_Directions_
Could you write out the records below exactly as they appear?

_Provided entries_

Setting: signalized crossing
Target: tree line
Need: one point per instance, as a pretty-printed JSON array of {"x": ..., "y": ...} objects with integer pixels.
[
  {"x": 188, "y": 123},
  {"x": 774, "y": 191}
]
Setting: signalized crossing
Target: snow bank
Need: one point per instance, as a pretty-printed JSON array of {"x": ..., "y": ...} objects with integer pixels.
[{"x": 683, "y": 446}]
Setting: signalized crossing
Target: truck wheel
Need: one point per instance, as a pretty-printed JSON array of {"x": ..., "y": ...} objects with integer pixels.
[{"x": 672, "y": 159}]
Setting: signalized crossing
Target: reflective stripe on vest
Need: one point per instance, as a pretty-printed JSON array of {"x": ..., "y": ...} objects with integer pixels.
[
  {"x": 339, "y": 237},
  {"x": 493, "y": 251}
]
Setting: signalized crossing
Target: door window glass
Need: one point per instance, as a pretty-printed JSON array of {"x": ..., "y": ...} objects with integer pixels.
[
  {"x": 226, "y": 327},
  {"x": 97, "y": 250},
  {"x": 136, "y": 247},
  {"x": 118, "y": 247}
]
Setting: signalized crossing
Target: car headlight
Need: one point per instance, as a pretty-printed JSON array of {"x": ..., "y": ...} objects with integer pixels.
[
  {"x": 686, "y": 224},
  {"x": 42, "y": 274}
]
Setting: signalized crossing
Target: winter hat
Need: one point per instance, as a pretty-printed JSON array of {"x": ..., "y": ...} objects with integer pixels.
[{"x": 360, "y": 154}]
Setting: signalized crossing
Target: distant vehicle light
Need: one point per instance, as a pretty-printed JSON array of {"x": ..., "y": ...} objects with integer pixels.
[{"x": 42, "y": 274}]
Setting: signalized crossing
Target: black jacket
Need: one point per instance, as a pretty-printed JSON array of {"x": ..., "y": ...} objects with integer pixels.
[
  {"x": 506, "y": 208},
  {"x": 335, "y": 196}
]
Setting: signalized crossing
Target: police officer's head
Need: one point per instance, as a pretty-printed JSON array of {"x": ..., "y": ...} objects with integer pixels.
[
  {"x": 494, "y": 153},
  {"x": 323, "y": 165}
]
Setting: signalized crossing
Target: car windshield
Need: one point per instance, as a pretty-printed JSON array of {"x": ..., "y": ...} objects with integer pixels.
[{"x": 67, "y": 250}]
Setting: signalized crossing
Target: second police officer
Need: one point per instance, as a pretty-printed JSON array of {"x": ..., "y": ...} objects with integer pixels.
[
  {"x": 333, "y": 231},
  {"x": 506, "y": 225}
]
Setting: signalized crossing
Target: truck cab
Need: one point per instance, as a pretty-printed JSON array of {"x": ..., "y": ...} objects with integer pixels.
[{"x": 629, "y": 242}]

_Solution for this problem_
Setting: signalized crossing
Target: tree line
Need: one point per instance, as a pretty-printed JSON array of {"x": ..., "y": ...} objects with integer pixels.
[
  {"x": 188, "y": 123},
  {"x": 774, "y": 191}
]
Setting: signalized crossing
Target: snow bank
Need: one point per instance, as a pretty-printed JSON array of {"x": ..., "y": ...} objects with integer pixels.
[{"x": 683, "y": 446}]
Setting: signalized crossing
Target: truck wheel
Need: one point per instance, as a pretty-printed JSON array of {"x": ..., "y": ...} objects with integer pixels.
[{"x": 672, "y": 159}]
Setting: signalized crossing
Target: reflective stripe on vest
Need: one point per instance, as a pretty-printed JSON array of {"x": ..., "y": ...} objects with integer pixels.
[
  {"x": 339, "y": 237},
  {"x": 493, "y": 251}
]
Setting: signalized crossing
Target: door window glass
Need: one point per instance, as a pretty-printed JSON array of {"x": ..., "y": ...} objects with integer pixels.
[
  {"x": 226, "y": 327},
  {"x": 97, "y": 250},
  {"x": 136, "y": 247},
  {"x": 118, "y": 247}
]
Setting: signalized crossing
Target: car headlight
Need: one point per instance, as a pretty-printed JSON array of {"x": ..., "y": ...} objects with integer pixels.
[
  {"x": 686, "y": 224},
  {"x": 42, "y": 274}
]
Setting: signalized crossing
Target: winter hat
Need: one point per instance, as a pretty-printed JSON array of {"x": ..., "y": ...} objects with integer pixels.
[{"x": 360, "y": 154}]
Setting: signalized crossing
Target: distant vehicle light
Need: one point per instance, as a pretty-printed JSON array of {"x": ..., "y": ...} objects with integer pixels.
[{"x": 42, "y": 274}]
Setting: signalized crossing
Target: black jacket
Need: one point per instance, as a pretty-printed JSON array of {"x": ..., "y": ...} objects with integer pixels.
[
  {"x": 506, "y": 208},
  {"x": 335, "y": 196}
]
Setting: signalized crossing
Target: police officer's head
Need: one point per instance, as a pretty-printed JSON array of {"x": ..., "y": ...} objects with integer pixels.
[
  {"x": 494, "y": 153},
  {"x": 323, "y": 165}
]
Setting: signalized crossing
Target: car windshield
Need: one point per instance, as a pretty-printed JSON array of {"x": ..., "y": ...} objects with integer pixels.
[{"x": 67, "y": 250}]
Setting: signalized crossing
Target: second police officer
Need: one point per instance, as a pretty-printed JSON array of {"x": ..., "y": ...} objects with integer pixels.
[
  {"x": 333, "y": 231},
  {"x": 506, "y": 225}
]
Setting: signalized crossing
Target: truck cab
Need: one point per instance, as a pretty-printed JSON array of {"x": ..., "y": ...} objects with integer pixels.
[{"x": 629, "y": 242}]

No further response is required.